== Entries taken from a collection ==
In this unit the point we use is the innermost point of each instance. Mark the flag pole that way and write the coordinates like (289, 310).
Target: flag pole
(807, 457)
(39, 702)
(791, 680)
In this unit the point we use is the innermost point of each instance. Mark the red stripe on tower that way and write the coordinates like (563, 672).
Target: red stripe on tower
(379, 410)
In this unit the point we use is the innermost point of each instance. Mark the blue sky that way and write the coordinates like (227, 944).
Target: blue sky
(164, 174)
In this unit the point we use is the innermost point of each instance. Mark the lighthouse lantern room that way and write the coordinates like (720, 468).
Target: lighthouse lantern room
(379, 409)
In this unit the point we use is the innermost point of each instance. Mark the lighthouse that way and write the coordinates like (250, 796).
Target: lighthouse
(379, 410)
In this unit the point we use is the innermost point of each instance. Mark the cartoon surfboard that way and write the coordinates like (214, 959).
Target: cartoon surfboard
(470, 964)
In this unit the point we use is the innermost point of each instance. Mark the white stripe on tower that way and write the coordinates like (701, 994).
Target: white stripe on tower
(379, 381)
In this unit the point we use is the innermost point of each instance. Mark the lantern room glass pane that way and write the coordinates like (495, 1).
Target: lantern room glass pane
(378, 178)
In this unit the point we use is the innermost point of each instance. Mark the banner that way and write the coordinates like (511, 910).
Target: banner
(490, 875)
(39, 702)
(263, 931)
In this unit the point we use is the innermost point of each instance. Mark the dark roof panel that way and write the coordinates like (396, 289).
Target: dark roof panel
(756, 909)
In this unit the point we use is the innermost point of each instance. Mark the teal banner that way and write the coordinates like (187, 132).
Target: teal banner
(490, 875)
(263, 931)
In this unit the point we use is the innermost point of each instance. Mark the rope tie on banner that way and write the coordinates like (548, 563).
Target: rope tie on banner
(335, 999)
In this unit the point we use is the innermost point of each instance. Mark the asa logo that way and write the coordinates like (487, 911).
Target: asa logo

== Written exercise ==
Copy out the stretch of rows above, from the line containing "like (487, 911)." through the end of the rows, without changing a thing.

== Response to the exercise ==
In this unit the point we use is the innermost point of each instance. Mark the asa logo that way and write the coordinates like (487, 911).
Target: asa logo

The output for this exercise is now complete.